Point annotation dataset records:
# # #
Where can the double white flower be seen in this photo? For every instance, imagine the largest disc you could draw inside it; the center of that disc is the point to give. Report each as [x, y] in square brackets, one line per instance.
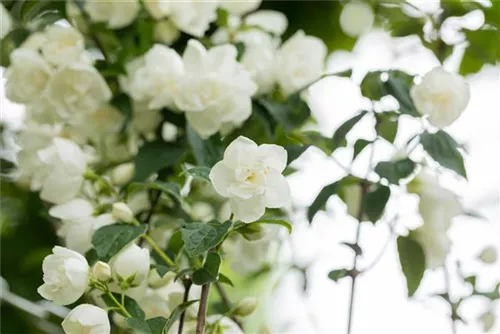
[250, 175]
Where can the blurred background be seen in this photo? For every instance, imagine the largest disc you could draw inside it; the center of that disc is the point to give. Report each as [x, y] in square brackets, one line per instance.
[304, 300]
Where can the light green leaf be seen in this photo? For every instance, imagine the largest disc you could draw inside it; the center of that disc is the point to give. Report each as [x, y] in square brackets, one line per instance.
[201, 237]
[443, 148]
[412, 258]
[110, 239]
[394, 171]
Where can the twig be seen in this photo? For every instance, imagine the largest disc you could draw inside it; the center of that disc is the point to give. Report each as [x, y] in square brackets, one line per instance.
[202, 311]
[187, 287]
[227, 302]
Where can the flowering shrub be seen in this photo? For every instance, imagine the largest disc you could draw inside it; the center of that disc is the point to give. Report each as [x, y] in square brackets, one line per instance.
[159, 133]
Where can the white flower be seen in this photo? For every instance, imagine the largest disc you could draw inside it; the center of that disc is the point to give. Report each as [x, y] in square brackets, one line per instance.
[268, 20]
[441, 96]
[78, 88]
[5, 22]
[166, 32]
[216, 90]
[157, 8]
[79, 224]
[438, 206]
[192, 16]
[250, 176]
[240, 7]
[27, 76]
[356, 18]
[63, 166]
[300, 60]
[132, 261]
[63, 45]
[86, 318]
[101, 271]
[153, 78]
[117, 14]
[65, 276]
[121, 212]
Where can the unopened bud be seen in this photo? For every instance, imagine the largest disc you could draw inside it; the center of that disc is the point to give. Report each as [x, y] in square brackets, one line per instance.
[489, 255]
[122, 212]
[123, 173]
[101, 271]
[246, 306]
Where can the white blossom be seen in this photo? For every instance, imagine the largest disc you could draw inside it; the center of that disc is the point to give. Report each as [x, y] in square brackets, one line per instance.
[153, 78]
[117, 14]
[78, 88]
[192, 16]
[63, 166]
[250, 175]
[300, 60]
[86, 318]
[132, 261]
[216, 90]
[240, 7]
[27, 76]
[438, 206]
[356, 18]
[65, 276]
[441, 96]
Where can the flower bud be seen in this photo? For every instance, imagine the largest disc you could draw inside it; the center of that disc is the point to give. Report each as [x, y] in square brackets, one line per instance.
[101, 271]
[489, 255]
[246, 306]
[123, 173]
[122, 212]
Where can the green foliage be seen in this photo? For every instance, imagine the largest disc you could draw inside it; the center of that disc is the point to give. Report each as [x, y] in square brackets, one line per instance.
[394, 171]
[444, 149]
[209, 273]
[111, 239]
[412, 258]
[201, 237]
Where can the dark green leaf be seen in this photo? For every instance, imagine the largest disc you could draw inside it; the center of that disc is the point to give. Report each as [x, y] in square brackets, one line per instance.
[359, 145]
[176, 314]
[156, 155]
[110, 239]
[201, 237]
[339, 137]
[207, 152]
[443, 148]
[394, 171]
[209, 273]
[412, 258]
[374, 202]
[335, 275]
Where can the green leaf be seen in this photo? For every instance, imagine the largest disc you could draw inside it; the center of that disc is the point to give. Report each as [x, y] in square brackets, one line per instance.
[339, 137]
[375, 201]
[201, 172]
[226, 280]
[359, 145]
[394, 171]
[176, 315]
[110, 239]
[443, 148]
[210, 271]
[274, 221]
[387, 125]
[156, 155]
[201, 237]
[412, 258]
[335, 275]
[206, 152]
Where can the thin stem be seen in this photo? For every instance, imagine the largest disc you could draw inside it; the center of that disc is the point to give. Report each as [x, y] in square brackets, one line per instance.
[202, 311]
[187, 287]
[227, 302]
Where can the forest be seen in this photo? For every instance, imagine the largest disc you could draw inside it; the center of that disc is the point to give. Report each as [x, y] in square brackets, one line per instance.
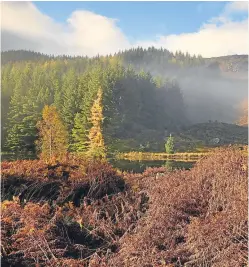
[63, 204]
[144, 97]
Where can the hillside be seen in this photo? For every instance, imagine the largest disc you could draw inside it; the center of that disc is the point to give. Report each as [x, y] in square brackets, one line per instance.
[210, 134]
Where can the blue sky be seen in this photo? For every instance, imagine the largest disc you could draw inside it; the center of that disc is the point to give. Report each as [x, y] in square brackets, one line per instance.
[142, 19]
[91, 28]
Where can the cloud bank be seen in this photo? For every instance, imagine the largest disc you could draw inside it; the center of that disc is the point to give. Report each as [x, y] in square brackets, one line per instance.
[23, 26]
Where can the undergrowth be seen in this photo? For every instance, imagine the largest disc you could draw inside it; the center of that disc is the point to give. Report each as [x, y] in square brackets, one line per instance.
[84, 213]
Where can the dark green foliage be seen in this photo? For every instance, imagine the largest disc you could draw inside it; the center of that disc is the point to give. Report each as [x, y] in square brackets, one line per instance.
[169, 146]
[136, 105]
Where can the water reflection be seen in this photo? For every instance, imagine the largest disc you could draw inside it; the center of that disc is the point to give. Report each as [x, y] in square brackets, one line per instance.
[125, 165]
[140, 166]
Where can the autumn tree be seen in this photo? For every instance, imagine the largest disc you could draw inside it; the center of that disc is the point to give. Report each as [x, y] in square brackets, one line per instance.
[53, 137]
[96, 140]
[169, 146]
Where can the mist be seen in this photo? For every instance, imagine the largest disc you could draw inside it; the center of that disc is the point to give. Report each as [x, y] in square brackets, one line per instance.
[209, 93]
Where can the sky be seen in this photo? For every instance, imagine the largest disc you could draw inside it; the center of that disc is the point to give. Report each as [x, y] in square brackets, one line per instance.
[91, 28]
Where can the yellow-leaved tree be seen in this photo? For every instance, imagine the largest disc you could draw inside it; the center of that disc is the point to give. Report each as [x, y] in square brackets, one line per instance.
[53, 137]
[96, 140]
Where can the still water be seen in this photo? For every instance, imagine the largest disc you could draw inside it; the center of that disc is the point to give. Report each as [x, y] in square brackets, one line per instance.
[135, 166]
[139, 166]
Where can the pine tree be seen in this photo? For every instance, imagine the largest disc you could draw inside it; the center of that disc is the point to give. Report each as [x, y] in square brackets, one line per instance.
[96, 140]
[53, 137]
[80, 133]
[169, 146]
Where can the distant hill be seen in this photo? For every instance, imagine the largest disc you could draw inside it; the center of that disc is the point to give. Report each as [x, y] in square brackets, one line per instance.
[148, 93]
[210, 134]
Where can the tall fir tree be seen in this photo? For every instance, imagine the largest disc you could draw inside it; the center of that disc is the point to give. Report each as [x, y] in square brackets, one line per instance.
[53, 137]
[96, 139]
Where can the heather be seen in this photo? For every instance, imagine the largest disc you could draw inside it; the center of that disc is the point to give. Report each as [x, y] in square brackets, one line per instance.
[85, 213]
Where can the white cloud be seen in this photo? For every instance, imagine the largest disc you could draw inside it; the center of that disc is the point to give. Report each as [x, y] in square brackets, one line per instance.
[86, 33]
[238, 6]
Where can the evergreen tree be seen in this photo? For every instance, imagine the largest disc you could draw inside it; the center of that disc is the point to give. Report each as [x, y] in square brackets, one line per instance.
[53, 137]
[96, 140]
[169, 146]
[80, 133]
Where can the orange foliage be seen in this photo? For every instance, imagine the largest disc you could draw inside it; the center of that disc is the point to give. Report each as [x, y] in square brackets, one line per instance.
[81, 213]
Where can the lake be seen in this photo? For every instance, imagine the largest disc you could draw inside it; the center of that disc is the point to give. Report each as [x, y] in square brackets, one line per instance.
[136, 166]
[139, 166]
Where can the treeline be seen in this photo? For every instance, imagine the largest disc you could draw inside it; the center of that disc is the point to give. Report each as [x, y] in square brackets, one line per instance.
[135, 105]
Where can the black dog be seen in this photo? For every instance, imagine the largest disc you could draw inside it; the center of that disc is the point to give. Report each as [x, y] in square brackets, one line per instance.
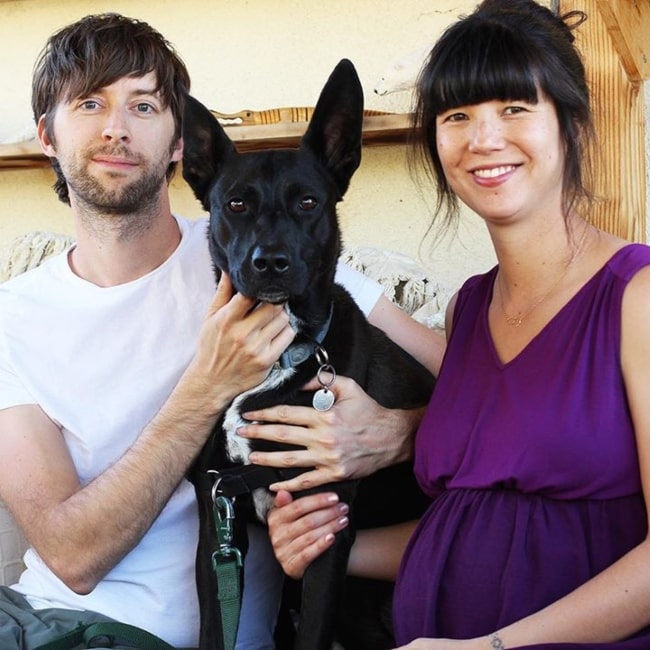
[274, 230]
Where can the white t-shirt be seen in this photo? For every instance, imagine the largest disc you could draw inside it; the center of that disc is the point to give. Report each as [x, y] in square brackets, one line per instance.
[100, 362]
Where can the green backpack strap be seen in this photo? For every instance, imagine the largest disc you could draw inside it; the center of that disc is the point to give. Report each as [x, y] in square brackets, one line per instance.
[114, 632]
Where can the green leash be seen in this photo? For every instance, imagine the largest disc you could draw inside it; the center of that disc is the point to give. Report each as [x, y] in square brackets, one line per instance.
[107, 634]
[227, 565]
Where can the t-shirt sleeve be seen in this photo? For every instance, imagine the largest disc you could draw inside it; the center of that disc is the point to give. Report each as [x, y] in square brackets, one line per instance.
[13, 391]
[364, 290]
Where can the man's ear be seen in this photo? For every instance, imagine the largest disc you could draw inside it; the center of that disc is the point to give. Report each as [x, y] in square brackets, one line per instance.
[46, 142]
[177, 153]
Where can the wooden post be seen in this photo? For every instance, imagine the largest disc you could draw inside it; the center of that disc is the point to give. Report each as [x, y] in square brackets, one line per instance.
[618, 102]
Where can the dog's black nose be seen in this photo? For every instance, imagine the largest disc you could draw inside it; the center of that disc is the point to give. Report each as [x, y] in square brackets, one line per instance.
[270, 261]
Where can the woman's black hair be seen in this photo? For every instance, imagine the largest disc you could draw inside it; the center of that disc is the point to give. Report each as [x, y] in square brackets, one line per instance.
[506, 50]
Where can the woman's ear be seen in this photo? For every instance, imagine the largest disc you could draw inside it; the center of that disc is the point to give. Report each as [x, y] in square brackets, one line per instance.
[46, 142]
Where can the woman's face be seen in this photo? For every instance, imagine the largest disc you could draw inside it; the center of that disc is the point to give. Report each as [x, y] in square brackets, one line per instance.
[503, 159]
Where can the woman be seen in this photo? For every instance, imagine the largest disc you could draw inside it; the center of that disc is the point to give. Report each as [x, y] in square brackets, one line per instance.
[536, 444]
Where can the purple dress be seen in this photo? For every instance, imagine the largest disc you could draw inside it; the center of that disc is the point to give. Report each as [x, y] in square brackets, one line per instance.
[532, 465]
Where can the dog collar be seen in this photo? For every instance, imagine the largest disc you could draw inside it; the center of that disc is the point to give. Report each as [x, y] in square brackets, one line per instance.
[297, 353]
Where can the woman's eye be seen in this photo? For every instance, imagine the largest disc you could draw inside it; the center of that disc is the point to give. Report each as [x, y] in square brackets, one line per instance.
[236, 205]
[143, 107]
[308, 203]
[514, 110]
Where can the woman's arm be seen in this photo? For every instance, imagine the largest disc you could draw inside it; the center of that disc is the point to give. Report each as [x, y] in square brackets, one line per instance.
[302, 529]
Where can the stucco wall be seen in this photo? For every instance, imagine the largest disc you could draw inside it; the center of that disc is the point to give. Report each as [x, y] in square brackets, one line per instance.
[258, 54]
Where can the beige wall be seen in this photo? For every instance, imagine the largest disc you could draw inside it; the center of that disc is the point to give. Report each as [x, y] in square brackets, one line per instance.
[257, 54]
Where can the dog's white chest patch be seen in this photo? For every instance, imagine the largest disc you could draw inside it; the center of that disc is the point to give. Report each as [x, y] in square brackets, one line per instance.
[237, 448]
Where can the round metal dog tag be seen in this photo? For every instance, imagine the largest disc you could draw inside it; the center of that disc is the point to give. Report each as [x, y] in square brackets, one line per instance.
[323, 400]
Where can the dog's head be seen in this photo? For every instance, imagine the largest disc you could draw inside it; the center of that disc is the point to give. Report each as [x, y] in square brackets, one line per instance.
[273, 224]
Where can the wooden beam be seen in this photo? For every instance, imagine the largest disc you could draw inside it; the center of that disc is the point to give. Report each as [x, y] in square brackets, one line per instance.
[618, 103]
[390, 128]
[628, 23]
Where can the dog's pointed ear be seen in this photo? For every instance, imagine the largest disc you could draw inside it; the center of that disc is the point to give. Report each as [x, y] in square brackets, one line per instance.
[334, 132]
[205, 148]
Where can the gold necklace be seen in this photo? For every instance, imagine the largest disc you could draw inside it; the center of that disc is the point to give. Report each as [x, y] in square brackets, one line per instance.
[516, 321]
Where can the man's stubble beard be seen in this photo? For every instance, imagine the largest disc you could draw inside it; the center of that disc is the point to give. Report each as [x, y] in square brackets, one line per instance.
[128, 209]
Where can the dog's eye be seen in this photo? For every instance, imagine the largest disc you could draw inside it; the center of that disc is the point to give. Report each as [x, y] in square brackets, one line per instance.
[308, 203]
[236, 205]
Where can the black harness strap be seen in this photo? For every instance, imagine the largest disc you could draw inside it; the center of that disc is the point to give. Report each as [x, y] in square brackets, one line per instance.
[235, 481]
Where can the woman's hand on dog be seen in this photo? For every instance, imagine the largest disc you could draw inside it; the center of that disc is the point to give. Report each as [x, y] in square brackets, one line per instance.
[302, 529]
[355, 438]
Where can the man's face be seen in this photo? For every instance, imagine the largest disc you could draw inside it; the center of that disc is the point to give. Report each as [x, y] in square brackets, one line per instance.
[115, 145]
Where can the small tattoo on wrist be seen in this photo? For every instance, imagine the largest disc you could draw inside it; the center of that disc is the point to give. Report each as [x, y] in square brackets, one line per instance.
[495, 642]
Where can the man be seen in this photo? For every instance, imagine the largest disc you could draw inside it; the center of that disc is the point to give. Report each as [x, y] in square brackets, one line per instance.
[117, 358]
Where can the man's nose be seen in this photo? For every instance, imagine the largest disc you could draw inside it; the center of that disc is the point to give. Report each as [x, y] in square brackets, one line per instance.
[116, 127]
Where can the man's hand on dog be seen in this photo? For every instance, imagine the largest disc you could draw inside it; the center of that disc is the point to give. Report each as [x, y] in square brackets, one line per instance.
[239, 342]
[355, 438]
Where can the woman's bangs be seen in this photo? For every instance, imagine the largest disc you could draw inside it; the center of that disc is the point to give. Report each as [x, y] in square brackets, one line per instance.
[483, 68]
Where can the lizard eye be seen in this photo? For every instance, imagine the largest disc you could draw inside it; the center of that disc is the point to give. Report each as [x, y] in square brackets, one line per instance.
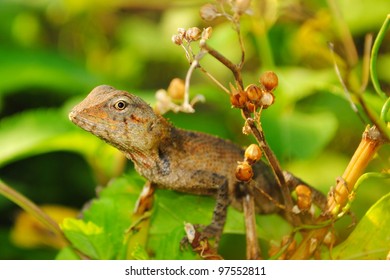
[120, 105]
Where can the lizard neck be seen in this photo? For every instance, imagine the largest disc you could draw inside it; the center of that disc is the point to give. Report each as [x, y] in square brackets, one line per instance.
[153, 159]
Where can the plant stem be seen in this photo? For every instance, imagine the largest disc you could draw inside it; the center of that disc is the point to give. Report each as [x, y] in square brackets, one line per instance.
[275, 166]
[371, 141]
[252, 245]
[374, 55]
[32, 209]
[235, 69]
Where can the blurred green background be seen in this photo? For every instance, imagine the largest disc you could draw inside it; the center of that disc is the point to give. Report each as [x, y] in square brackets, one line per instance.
[53, 52]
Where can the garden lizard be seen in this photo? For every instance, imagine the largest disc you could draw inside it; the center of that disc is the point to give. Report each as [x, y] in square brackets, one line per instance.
[178, 159]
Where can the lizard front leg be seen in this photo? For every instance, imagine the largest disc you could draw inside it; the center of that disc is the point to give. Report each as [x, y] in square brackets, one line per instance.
[215, 228]
[145, 199]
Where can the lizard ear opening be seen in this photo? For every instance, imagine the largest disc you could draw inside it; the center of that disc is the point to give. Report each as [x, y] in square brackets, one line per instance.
[120, 105]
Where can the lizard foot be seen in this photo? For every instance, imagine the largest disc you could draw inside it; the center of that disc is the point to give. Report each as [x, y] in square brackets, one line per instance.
[199, 241]
[194, 237]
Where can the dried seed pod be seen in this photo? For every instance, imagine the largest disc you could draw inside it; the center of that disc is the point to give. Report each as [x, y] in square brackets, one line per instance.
[329, 239]
[238, 99]
[304, 200]
[206, 33]
[208, 12]
[244, 171]
[241, 6]
[176, 89]
[177, 39]
[253, 154]
[193, 34]
[181, 32]
[267, 99]
[250, 106]
[254, 92]
[269, 80]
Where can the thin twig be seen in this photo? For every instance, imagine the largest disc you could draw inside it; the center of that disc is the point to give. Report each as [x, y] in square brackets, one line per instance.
[374, 55]
[233, 67]
[31, 208]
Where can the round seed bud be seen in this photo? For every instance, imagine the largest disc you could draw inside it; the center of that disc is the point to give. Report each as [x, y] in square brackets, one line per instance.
[181, 32]
[193, 34]
[252, 153]
[269, 80]
[206, 33]
[208, 12]
[241, 6]
[244, 171]
[177, 39]
[254, 92]
[176, 89]
[267, 99]
[304, 200]
[238, 99]
[250, 106]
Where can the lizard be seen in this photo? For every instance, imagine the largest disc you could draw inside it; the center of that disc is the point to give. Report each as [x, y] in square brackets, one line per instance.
[177, 159]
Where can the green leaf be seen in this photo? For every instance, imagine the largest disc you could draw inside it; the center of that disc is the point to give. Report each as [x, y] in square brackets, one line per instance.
[42, 69]
[67, 253]
[371, 237]
[298, 135]
[47, 130]
[85, 236]
[101, 232]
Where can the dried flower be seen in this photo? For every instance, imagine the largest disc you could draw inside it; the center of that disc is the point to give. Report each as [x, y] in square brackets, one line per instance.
[193, 34]
[209, 12]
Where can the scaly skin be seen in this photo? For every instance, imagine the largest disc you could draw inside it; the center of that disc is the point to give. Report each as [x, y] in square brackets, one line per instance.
[172, 158]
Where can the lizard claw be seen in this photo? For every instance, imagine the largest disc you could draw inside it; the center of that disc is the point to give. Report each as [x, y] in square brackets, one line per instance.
[195, 237]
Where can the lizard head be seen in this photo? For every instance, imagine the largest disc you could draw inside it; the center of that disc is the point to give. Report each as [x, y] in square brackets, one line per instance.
[121, 119]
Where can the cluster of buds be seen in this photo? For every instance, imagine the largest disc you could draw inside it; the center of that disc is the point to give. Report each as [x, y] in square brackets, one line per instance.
[190, 35]
[254, 96]
[244, 170]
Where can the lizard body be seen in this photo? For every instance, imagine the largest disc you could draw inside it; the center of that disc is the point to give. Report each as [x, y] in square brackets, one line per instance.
[173, 158]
# # #
▸ **SHORT TASK**
Set down, word for word, every line from the line that holds "Where can the lizard be" to the end of the entries above, including both ends.

▸ **EXERCISE ANSWER**
Where can the lizard be seen in this photo? For every instance, imagine the largest disc you could draw inside it; the center of that disc is the point to give. Report each as [x, y] in square brackets, one line per instance.
[177, 159]
Where can the green leaf be seen in this photo? For every instance, imagine the largest disc you could draw inside it; the center of that disc is the point to give. Report each as [x, y] in square brackets, one line per instance.
[42, 69]
[67, 253]
[371, 237]
[298, 135]
[47, 130]
[85, 236]
[101, 232]
Where can the dried flower be seen in this photo? For every instance, imagine the largest disc you could draw inside it; the center of that disc is the point to give. Report each as [x, y] in square brackets, one line per instance.
[193, 34]
[209, 12]
Where can the scaly skin be seen in this photo? For every instance, imagine the largest disc you could draw inside it; the center of that disc is the point to give. Report each as [x, y] in square brackets, one line per instance.
[172, 158]
Where can the lizard claw be seen in this photo? For every instance, imagine the largest disc you could draw inside it; the center of that disc is the point to give. Report each as [x, y] in square brackets, one line per instance.
[195, 237]
Where can the lizard head be seen in this photo? For every instance, imagine the largest disc you could draw inside it; the center of that disc is the point to give. Report each as [x, y] in square brackets, one line per instance.
[121, 119]
Where can the cluster of buds be seen in this photo? For every instance, imagine the largest disc you could draw inside it; the center of that disc is the point to give. Report each as [x, y] in square brackets, one line per instance.
[190, 35]
[254, 96]
[244, 170]
Where can the lizard body be seen in this photo? For every instance, imagine the largest disc you could draw inside it; the center of that disc is the point to give. Report each as [x, y] in square brackets, one line per instance.
[173, 158]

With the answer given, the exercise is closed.